Copy the lines of the records below word for word, starting with the line containing "TARGET: orange flame" and going on through the end of the records. Leave the pictures out of your answer.

**DATA PROVIDED:**
● ● ●

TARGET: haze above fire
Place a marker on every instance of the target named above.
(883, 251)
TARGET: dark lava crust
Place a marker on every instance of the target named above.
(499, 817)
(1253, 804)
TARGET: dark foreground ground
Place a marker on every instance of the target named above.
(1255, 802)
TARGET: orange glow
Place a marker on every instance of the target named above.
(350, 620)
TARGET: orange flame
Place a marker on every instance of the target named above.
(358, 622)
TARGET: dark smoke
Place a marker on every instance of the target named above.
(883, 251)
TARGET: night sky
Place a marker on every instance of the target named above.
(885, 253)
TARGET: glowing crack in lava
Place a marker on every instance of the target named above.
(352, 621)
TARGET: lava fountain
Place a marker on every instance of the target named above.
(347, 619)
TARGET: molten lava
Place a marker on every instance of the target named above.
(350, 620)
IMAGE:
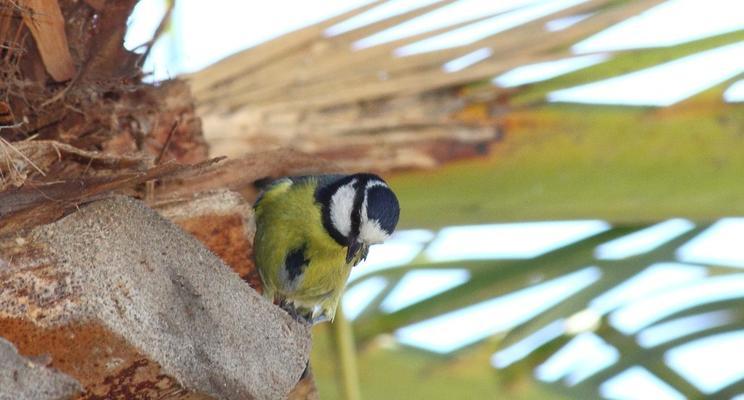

● ● ●

**RIGHT ANSWER:**
TARGET: orange flame
Place a marker on every instance of the target named above.
(358, 622)
TARGET: dark smoke
Place a marker on every instance of the target named above.
(883, 251)
TARGET: night sky
Place a marker on every instance of the target named above.
(885, 253)
TARGET: glowing crack in lava
Place a marker on every instance of the target named above.
(352, 621)
TARGET: lava fountain
Place a marker on every instance of the target named above.
(347, 619)
TARGET: molten lava
Place a marker on every instance of the target named above.
(350, 620)
IMAGE:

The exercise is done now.